:: Instructions to follow ::
Reproduce the records below exactly as given.

:: Records for the exercise ::
____

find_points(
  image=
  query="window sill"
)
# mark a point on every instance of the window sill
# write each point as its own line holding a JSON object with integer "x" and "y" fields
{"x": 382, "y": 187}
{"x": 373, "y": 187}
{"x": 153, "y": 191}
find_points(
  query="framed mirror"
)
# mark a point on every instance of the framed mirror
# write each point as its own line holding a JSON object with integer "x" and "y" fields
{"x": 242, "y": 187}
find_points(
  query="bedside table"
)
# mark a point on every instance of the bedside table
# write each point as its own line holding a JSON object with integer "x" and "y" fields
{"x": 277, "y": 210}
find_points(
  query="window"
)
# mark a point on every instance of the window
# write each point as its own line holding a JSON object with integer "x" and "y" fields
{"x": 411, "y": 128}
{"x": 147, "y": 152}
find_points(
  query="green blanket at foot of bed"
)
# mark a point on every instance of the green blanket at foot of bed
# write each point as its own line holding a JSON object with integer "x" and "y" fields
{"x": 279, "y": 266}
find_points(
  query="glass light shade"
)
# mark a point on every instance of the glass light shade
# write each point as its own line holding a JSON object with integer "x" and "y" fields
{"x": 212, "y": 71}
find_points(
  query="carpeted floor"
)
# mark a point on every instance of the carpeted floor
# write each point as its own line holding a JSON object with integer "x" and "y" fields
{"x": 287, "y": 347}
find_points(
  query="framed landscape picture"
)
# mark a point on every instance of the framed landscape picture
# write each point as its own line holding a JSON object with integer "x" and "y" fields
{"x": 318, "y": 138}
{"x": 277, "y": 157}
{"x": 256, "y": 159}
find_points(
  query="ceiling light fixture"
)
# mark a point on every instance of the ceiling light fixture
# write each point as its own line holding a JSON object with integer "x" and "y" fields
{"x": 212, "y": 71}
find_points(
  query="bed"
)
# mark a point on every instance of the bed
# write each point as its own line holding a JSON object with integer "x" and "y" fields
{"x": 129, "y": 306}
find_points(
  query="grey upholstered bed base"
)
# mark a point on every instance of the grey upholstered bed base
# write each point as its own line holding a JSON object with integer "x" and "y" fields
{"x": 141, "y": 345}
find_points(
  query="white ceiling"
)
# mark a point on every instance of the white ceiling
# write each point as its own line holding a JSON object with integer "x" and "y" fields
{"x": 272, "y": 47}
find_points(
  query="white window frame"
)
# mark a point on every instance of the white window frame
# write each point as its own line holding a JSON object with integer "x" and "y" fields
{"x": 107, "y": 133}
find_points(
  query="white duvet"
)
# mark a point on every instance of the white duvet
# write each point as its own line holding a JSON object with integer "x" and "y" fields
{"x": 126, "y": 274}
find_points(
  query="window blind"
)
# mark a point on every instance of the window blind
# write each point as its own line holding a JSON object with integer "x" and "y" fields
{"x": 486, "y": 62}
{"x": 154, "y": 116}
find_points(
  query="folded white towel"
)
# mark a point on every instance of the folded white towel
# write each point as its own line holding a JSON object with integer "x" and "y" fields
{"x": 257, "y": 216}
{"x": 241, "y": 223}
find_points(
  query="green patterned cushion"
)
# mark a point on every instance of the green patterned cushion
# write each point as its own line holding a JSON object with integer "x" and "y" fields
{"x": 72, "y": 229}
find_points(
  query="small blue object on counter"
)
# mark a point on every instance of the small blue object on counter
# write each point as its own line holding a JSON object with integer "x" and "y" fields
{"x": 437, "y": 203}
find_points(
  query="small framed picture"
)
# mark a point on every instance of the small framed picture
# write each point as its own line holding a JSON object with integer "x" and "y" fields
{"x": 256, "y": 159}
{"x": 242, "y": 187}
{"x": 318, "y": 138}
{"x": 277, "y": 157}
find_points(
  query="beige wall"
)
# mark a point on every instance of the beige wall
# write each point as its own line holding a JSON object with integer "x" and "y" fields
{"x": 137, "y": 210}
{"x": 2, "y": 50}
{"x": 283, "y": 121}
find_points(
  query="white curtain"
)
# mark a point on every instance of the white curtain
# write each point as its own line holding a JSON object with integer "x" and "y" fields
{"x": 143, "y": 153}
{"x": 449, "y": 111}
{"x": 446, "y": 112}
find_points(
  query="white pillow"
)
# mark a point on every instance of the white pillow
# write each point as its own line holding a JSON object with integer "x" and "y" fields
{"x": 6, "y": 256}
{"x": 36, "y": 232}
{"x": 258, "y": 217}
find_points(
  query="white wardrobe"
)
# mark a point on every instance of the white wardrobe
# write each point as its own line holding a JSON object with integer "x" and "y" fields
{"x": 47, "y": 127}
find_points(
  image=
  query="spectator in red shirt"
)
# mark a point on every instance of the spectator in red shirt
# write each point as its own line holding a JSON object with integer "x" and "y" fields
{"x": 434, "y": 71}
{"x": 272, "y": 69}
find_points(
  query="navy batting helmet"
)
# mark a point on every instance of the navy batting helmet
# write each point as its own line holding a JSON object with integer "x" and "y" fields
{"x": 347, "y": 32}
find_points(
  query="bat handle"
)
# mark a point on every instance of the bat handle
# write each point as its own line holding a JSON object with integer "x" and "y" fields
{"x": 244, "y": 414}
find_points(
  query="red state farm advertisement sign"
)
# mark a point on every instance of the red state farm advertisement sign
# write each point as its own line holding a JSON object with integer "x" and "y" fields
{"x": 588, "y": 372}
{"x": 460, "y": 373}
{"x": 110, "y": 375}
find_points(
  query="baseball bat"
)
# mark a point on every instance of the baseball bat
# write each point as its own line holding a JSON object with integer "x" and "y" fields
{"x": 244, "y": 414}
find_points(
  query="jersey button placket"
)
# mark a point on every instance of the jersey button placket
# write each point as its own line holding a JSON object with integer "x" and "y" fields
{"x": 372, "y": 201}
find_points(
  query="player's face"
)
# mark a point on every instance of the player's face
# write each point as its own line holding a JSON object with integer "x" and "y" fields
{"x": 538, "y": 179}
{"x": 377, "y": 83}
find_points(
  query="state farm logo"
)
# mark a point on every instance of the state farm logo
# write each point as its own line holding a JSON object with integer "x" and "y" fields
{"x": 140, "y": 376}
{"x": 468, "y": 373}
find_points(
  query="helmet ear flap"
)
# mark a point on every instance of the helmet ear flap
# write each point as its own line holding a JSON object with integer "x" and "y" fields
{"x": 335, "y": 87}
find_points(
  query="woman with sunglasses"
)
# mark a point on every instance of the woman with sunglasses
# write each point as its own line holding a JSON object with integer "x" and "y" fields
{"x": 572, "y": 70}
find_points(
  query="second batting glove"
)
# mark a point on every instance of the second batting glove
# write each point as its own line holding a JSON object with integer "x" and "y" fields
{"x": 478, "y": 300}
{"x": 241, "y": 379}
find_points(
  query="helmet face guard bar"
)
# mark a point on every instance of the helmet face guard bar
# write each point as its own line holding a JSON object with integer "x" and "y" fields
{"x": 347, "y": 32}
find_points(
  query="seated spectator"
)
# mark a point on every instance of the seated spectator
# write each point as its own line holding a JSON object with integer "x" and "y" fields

____

:: Answer to the problem ::
find_points(
  image=
  query="window sill"
)
# mark a point on every instance of the window sill
# write each point as its own line holding a JSON object with integer "x" and "y" fields
{"x": 382, "y": 187}
{"x": 373, "y": 187}
{"x": 153, "y": 191}
find_points(
  query="framed mirror"
)
# mark a point on every instance of the framed mirror
# write each point as its own line holding a JSON object with integer "x" and "y" fields
{"x": 242, "y": 187}
find_points(
  query="bedside table"
)
# mark a point on every instance of the bedside table
# write each point as its own line holding a JSON object with integer "x" and "y" fields
{"x": 277, "y": 210}
find_points(
  query="window"
)
# mark a point on every instance of the window
# write each point as its own line holding a JSON object with integer "x" and "y" fields
{"x": 411, "y": 128}
{"x": 147, "y": 152}
find_points(
  query="green blanket at foot of bed"
)
# mark a point on every instance of the green blanket at foot of bed
# write each point as its own line holding a JSON object with integer "x" and "y" fields
{"x": 279, "y": 266}
find_points(
  query="glass light shade"
)
# mark a point on every instance of the glass light shade
# write each point as its own line holding a JSON object with integer "x" and "y" fields
{"x": 212, "y": 71}
find_points(
  query="carpeted floor"
)
# mark a point on every instance of the carpeted floor
# write each point as its own line holding a JSON object with integer "x" and "y" fields
{"x": 287, "y": 347}
find_points(
  query="framed landscape picture"
)
# mark a point on every instance of the framed landscape picture
# write each point as its own line holding a JSON object with integer "x" and "y" fields
{"x": 318, "y": 138}
{"x": 277, "y": 157}
{"x": 256, "y": 159}
find_points(
  query="ceiling light fixture"
)
# mark a point on every instance of the ceiling light fixture
# write each point as its own line holding a JSON object with integer "x" and "y" fields
{"x": 212, "y": 71}
find_points(
  query="bed"
)
# mark a point on every instance of the bed
# write each point as its own line holding a JSON object with integer "x" and "y" fields
{"x": 129, "y": 306}
find_points(
  query="grey upholstered bed base"
)
# mark a point on every instance of the grey upholstered bed base
# write each point as its own line holding a JSON object with integer "x" and "y" fields
{"x": 141, "y": 345}
find_points(
  query="white ceiling"
)
# mark a point on every instance of the white ceiling
# write each point as its own line holding a JSON object with integer "x" and "y" fields
{"x": 272, "y": 47}
find_points(
  query="white window frame"
)
# mark a point on every instance of the white window frame
# write each point as its own line holding a JSON object with integer "x" and "y" fields
{"x": 107, "y": 133}
find_points(
  query="white duvet"
)
# mark a point on every instance of the white duvet
# write each point as its own line holding a JSON object with integer "x" and "y" fields
{"x": 126, "y": 274}
find_points(
  query="window blind"
)
# mark a point on every instance of the window blind
# write each point as its own line holding a JSON object with integer "x" and "y" fields
{"x": 486, "y": 62}
{"x": 154, "y": 116}
find_points(
  query="folded white towel"
)
# mark a point on every instance of the folded white towel
# write each point as its own line holding a JSON object with integer "x" and "y" fields
{"x": 257, "y": 216}
{"x": 241, "y": 223}
find_points(
  query="green patterned cushion"
)
# mark a point on every instance of the green patterned cushion
# write each point as its own line holding a JSON object with integer "x" and "y" fields
{"x": 72, "y": 229}
find_points(
  query="small blue object on counter"
)
# mark a point on every instance of the small blue object on counter
# write each point as its own line holding a JSON object with integer "x" and "y" fields
{"x": 437, "y": 203}
find_points(
  query="small framed picture"
)
# mark a point on every instance of the small framed picture
# write each point as its own line holding a JSON object with integer "x" and "y" fields
{"x": 256, "y": 159}
{"x": 242, "y": 187}
{"x": 318, "y": 138}
{"x": 277, "y": 157}
find_points(
  query="beige wall"
)
# mark a point on every instance of the beige wall
# write each point as its own line holding a JSON object with integer "x" and "y" fields
{"x": 137, "y": 210}
{"x": 2, "y": 50}
{"x": 283, "y": 121}
find_points(
  query="white curtain"
)
# mark a point on every instance of the white curtain
# write each point as its own line holding a JSON object with integer "x" and "y" fields
{"x": 143, "y": 153}
{"x": 449, "y": 111}
{"x": 446, "y": 112}
find_points(
  query="white pillow"
)
# mark a point on every instance of the white pillow
# write each point as its own line holding a JSON object with integer "x" and "y" fields
{"x": 6, "y": 256}
{"x": 36, "y": 232}
{"x": 258, "y": 217}
find_points(
  query="white wardrobe"
)
# mark a point on every instance of the white wardrobe
# write each point as its own line holding a JSON object with integer "x" and "y" fields
{"x": 47, "y": 127}
find_points(
  image=
  query="spectator in red shirt"
)
# mark a point on every instance of the spectator in red shirt
# write each point as its own line holding a JSON object with integer "x" and "y" fields
{"x": 434, "y": 71}
{"x": 272, "y": 69}
find_points(
  query="navy batting helmet"
)
# mark a point on every instance of the navy batting helmet
# write each point as its own line holding a JSON object with integer "x" and "y" fields
{"x": 347, "y": 32}
find_points(
  query="bat handle"
)
# mark a point on every instance of the bat handle
# write each point as its own line holding a JSON object with integer "x" and "y" fields
{"x": 244, "y": 414}
find_points(
  query="red state farm advertisement sign"
)
# mark a point on every instance of the red state farm advertisement sign
# write each point as its own line holding a JSON object with integer "x" and "y" fields
{"x": 588, "y": 372}
{"x": 460, "y": 373}
{"x": 110, "y": 375}
find_points(
  query="baseball bat"
)
# mark a point on every instance of the baseball bat
# write each point as its own line holding a JSON object with integer "x" and "y" fields
{"x": 244, "y": 414}
find_points(
  query="jersey button placket"
)
# mark a point on every instance of the jersey button placket
# write each point as its own line holding a JSON object with integer "x" and "y" fields
{"x": 372, "y": 201}
find_points(
  query="player's face"
)
# mark a point on every instance of the player's face
# write each point as its own line holding a JSON object with integer "x" and "y" fields
{"x": 538, "y": 179}
{"x": 377, "y": 83}
find_points(
  query="state farm logo"
)
# mark a point on every instance of the state farm logo
# write each point as its own line holding a JSON object with integer "x" and "y" fields
{"x": 140, "y": 376}
{"x": 468, "y": 373}
find_points(
  query="helmet ear flap"
)
# mark a point on every instance of the helmet ear flap
# write each point as its own line holding a JSON object with integer "x" and "y" fields
{"x": 335, "y": 87}
find_points(
  query="woman with sunglasses"
)
# mark a point on every instance of the woman with sunglasses
# write each point as its own line holding a JSON object with integer "x" and "y" fields
{"x": 572, "y": 70}
find_points(
  query="second batting glove"
)
# mark a point on every instance of the second batting glove
# write each point as its own line holding a JSON object with integer "x" and "y" fields
{"x": 478, "y": 300}
{"x": 241, "y": 379}
find_points(
  query="helmet face guard bar"
)
# mark a point on every instance of the helmet face guard bar
# write each point as its own line holding a JSON object with integer "x" and "y" fields
{"x": 347, "y": 32}
find_points(
  query="seated spectator"
)
# mark a point on every instance of the seated spectator
# write each point as its own line holding a JSON object with integer "x" and "y" fields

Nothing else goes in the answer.